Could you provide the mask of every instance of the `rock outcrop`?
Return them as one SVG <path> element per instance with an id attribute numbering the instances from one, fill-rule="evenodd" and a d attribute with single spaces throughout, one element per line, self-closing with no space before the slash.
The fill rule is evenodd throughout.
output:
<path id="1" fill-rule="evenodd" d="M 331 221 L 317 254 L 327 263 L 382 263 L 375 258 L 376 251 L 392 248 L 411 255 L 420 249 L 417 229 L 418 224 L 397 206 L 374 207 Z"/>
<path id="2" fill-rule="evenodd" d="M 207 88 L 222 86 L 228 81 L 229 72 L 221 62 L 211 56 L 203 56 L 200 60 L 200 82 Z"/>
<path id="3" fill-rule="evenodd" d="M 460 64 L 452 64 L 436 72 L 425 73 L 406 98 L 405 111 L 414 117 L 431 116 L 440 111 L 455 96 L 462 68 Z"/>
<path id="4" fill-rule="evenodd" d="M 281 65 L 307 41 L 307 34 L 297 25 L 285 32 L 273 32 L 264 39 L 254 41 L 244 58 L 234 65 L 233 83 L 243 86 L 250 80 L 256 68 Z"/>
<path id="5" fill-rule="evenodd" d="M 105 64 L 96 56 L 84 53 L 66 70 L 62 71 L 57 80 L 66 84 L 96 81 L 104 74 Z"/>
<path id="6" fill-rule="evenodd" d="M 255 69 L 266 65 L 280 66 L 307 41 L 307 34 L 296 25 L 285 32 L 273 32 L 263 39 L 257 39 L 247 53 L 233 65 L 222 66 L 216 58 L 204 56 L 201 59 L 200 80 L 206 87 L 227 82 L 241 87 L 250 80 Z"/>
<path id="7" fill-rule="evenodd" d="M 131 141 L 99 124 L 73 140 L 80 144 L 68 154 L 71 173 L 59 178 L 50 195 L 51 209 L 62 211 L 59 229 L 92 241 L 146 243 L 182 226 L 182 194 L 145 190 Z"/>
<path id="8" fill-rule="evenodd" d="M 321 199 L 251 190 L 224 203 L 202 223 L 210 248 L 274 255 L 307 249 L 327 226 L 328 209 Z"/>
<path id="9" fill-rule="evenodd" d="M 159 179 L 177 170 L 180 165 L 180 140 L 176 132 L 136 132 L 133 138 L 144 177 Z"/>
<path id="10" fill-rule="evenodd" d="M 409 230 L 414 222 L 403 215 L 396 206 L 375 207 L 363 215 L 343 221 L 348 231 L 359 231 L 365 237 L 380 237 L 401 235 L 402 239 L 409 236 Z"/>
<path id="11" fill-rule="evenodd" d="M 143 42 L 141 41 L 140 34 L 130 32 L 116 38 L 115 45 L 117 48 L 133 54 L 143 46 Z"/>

.....

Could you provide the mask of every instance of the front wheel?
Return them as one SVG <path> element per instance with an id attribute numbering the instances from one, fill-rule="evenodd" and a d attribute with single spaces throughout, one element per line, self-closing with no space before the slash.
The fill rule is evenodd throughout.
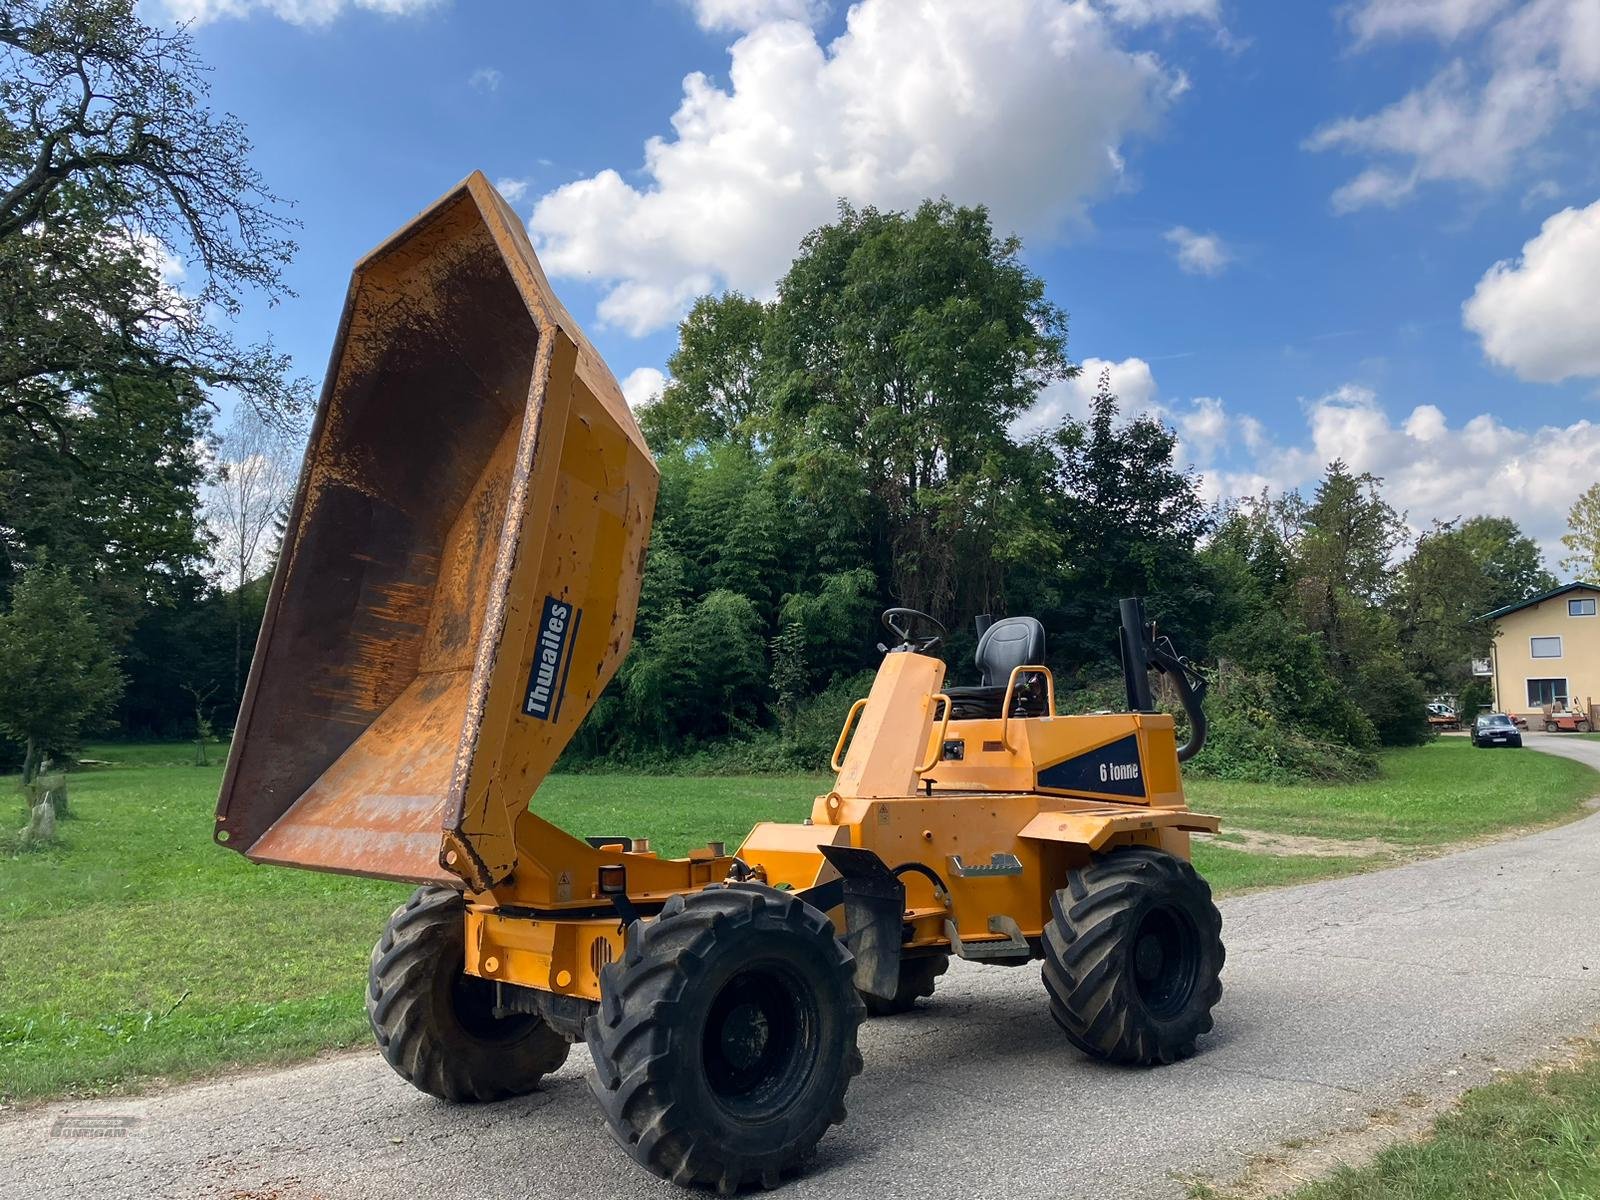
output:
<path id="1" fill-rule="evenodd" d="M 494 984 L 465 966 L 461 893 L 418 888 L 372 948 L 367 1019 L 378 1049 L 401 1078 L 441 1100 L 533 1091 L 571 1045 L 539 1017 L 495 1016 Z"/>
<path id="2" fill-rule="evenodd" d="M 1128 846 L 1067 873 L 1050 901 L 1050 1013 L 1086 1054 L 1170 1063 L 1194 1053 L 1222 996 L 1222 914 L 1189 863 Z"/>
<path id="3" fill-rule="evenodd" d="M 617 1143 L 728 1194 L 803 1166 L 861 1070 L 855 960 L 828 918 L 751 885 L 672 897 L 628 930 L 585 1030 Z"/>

.....

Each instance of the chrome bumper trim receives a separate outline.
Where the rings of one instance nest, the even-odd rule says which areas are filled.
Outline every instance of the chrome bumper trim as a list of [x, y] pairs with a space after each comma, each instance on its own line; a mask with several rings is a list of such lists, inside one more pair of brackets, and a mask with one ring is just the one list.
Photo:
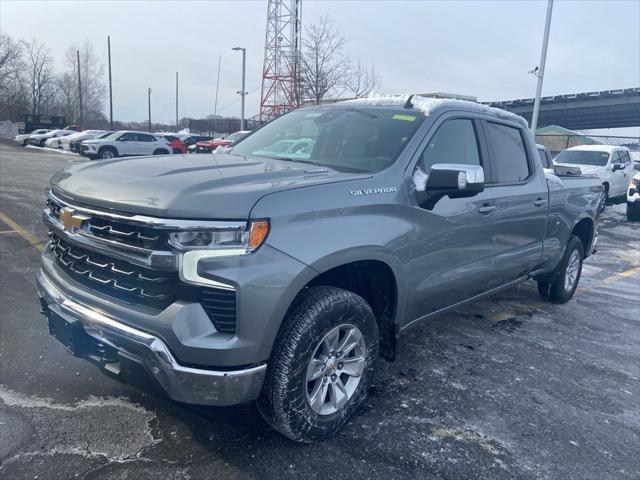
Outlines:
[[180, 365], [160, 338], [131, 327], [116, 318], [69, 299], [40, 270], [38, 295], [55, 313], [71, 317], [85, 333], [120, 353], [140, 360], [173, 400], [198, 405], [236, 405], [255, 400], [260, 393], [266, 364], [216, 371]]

.....

## [Activity]
The number of lines in the data that hold "rings" must be the entire answer.

## [Answer for this exercise]
2